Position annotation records

========================

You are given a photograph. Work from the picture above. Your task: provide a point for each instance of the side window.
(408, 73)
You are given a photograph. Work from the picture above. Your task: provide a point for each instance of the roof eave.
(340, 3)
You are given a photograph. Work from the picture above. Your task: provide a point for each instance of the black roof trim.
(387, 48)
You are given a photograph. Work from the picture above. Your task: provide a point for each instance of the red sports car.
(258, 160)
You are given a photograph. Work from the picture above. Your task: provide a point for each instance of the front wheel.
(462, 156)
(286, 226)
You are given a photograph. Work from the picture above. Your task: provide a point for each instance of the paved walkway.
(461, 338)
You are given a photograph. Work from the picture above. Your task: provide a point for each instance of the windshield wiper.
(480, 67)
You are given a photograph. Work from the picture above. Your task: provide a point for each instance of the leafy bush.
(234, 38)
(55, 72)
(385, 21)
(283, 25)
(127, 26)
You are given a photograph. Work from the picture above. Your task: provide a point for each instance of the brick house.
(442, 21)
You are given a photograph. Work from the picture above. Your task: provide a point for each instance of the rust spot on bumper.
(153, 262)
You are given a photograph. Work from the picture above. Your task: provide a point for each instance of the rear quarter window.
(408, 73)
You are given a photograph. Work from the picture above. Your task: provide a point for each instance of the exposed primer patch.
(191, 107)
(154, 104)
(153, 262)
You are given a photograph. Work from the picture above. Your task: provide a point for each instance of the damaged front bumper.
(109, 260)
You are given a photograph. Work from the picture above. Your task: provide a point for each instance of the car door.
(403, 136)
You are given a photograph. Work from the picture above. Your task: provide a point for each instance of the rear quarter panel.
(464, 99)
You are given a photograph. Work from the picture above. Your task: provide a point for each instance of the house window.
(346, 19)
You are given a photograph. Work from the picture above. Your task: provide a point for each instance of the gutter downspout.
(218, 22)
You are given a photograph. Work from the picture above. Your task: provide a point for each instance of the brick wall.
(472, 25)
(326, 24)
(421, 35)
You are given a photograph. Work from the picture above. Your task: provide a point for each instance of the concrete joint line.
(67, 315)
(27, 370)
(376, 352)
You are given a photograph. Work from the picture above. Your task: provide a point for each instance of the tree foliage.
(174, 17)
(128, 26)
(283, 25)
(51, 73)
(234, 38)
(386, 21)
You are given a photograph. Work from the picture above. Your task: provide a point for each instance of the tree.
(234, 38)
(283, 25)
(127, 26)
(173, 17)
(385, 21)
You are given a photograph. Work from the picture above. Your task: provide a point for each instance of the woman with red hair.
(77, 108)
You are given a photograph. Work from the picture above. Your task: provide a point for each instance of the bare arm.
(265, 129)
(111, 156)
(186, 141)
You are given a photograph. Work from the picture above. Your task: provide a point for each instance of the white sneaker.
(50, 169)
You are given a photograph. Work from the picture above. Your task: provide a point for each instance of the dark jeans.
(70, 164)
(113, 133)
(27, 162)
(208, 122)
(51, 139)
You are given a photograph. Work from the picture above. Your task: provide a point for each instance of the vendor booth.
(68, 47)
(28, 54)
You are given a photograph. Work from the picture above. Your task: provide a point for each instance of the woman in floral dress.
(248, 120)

========================

#### [TASK TO CARRY OUT]
Each entry above is to be quoted exactly.

#### [OUTPUT OF THE EXERCISE]
You are given a photograph. Work from the picture above. Your task: provide a point for each instance of the side window.
(408, 73)
You are given a photograph. Work from the picture above. Your task: provide a point for each instance of the roof eave.
(340, 3)
You are given a photograph. Work from the picture above. Your task: provide a point for each instance of the black roof trim.
(387, 48)
You are given a photograph. Work from the picture above. Your task: provide a point for each instance of the red sports car.
(258, 160)
You are given a photograph. Work from the picture above. Your task: provide a point for each instance of the front wheel.
(462, 156)
(286, 226)
You are given a photograph. Work from the picture above. Your task: provide a point for each instance of the paved walkway.
(461, 338)
You are given a photograph. Work from the picture above. Your task: provide a point for each instance of the windshield wiper.
(480, 67)
You are given a photograph. Work from the picture above. Your task: provide a point for each instance of the leafy bush.
(234, 38)
(55, 72)
(385, 21)
(283, 25)
(127, 26)
You are given a photograph. Work from the picture above. Your task: provide a point for each instance of the brick house.
(442, 21)
You are given a photograph. Work from the picture above. Your task: provide a point for each instance of the rust spot on bumper.
(153, 262)
You are given a photograph. Work from the picture above. Your task: provide a point for each instance of the rear quarter window.
(408, 73)
You are given a photograph. Work from the picture above. Your task: provide a point for each instance of the exposed primer patch.
(191, 107)
(154, 104)
(153, 262)
You are given a photograph. Work from the picture above. Your task: provide a point for each instance of the damaged front bumper.
(109, 260)
You are given a photograph. Work from the picture above. Your task: provide a point for each instance of the car door.
(403, 136)
You are given a photograph. Work from the picture above. Your task: provide a point for each instance of the rear quarter panel.
(464, 99)
You are given a photograph. Work from the picture above. Your task: provide a point for each instance of the house window.
(346, 19)
You are given a photograph. Work from the picture above. Your task: provide a point for each instance of the gutter downspout.
(218, 22)
You are given a photograph. Work from the picture above. Your task: provide a point for each instance of the brick wall.
(472, 25)
(326, 24)
(421, 35)
You are given a photograph. Work from the picture above. Your task: provide a point for each instance of the concrete joint line.
(67, 315)
(27, 370)
(376, 352)
You are given a photograph. Work from the picture above. Your task: provide a point for each instance of the tree foliage.
(174, 17)
(128, 26)
(283, 25)
(51, 73)
(234, 38)
(386, 21)
You are given a photograph. Work from the picture above. Your task: provide a point for each instance of the tree.
(234, 38)
(283, 25)
(127, 26)
(173, 17)
(385, 21)
You are given a photograph. Work from the picture above. Your task: provide a point for each instance of the woman with red hair.
(77, 108)
You are given a photograph. Work from the picture above. Your task: provide a point for each instance of the bare arm.
(265, 129)
(111, 156)
(186, 141)
You are given a photograph. Work from the picture above. Your task: provide a point for each instance of the white sneaker.
(50, 169)
You are given a photograph. Work from the picture above. Your task: provide a point for each instance of the dark jeans.
(70, 164)
(113, 133)
(27, 162)
(208, 122)
(51, 139)
You are given a photograph. Work from the picture above. Your task: provide a point for each instance of the vendor booth.
(68, 47)
(28, 54)
You are given a photograph. Work from the picture above. Your task: provide a point for each instance of the woman in floral dress.
(248, 120)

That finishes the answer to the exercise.